**연습 문제**
아래 자료에서 "hillside"라는 단어가 들어 있는 줄이 몇 개인지 세어 그 수만 쓰시오. 대소문자는 구분한다.

:::

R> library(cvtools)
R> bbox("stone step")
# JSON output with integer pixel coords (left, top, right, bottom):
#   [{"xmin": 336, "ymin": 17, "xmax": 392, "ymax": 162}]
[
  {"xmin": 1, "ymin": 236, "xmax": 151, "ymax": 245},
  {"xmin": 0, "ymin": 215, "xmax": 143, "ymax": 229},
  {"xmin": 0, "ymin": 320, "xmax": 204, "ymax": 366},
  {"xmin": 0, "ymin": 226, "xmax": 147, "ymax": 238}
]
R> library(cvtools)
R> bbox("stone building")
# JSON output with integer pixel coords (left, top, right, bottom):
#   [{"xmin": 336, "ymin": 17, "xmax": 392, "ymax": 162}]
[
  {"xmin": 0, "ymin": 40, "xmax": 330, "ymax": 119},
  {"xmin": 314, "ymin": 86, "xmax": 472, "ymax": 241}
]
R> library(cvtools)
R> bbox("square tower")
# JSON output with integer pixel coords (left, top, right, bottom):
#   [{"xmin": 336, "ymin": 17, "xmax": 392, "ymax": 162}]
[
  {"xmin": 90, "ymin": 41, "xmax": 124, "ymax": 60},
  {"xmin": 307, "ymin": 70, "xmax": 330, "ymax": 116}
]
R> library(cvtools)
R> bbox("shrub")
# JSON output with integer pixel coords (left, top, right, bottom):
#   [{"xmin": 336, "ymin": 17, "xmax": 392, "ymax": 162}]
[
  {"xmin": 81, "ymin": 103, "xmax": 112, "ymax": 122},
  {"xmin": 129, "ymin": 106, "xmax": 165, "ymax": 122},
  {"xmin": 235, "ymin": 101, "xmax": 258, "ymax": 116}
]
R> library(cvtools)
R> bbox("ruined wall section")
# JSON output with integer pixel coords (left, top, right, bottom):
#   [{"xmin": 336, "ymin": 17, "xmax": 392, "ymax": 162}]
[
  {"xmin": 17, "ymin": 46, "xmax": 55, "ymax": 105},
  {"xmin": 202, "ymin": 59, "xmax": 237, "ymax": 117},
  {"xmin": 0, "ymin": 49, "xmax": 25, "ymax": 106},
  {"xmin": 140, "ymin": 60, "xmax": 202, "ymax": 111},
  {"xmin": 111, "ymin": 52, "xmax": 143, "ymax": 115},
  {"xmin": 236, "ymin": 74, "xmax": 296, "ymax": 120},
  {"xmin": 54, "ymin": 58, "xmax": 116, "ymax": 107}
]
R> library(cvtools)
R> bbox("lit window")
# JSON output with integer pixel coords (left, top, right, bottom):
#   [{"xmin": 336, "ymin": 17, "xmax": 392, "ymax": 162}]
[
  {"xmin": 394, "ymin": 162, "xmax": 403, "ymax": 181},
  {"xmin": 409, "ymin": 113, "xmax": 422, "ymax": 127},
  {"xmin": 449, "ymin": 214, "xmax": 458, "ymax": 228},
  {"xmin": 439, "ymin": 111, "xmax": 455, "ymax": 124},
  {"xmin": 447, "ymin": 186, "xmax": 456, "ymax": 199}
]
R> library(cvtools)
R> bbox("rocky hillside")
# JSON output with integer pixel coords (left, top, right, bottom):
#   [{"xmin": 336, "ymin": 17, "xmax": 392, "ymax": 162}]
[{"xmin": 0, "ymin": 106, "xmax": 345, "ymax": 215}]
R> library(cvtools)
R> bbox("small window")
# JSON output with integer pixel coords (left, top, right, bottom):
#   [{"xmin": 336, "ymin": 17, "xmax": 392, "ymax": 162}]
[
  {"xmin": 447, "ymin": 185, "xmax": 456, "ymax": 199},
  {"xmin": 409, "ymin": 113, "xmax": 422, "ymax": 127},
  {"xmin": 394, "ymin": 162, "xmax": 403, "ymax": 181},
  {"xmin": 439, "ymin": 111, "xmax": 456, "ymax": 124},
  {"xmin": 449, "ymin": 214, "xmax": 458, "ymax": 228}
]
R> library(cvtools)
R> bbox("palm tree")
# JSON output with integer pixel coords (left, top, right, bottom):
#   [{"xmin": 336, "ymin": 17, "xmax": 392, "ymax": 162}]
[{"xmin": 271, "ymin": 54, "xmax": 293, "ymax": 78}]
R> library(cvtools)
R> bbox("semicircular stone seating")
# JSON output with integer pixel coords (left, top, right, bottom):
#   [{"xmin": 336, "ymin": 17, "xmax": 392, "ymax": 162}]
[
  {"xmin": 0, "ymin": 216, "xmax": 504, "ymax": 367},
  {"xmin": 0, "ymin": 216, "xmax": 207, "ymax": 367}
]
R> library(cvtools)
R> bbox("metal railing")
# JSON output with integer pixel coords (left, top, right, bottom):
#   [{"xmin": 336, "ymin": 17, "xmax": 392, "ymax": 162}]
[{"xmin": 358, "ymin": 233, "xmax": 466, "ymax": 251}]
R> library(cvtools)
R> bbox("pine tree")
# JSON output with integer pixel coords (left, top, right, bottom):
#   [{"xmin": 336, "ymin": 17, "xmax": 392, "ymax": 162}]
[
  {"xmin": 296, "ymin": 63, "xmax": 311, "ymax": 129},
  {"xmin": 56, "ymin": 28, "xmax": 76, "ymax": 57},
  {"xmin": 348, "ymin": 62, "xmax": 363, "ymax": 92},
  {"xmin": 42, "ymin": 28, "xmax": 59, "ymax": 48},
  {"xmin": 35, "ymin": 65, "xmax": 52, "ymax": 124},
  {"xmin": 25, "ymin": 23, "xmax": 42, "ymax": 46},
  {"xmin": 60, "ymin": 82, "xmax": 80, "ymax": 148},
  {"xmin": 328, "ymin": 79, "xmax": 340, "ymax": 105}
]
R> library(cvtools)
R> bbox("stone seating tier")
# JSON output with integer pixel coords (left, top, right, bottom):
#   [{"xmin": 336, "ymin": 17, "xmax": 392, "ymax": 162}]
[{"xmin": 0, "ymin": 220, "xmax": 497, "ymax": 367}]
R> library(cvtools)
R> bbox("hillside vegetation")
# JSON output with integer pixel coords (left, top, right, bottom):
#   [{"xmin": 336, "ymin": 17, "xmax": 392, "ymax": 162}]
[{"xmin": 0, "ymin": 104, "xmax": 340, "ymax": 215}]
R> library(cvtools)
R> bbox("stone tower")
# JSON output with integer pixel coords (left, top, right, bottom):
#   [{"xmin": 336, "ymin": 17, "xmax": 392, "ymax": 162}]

:::

**정답 출력**
2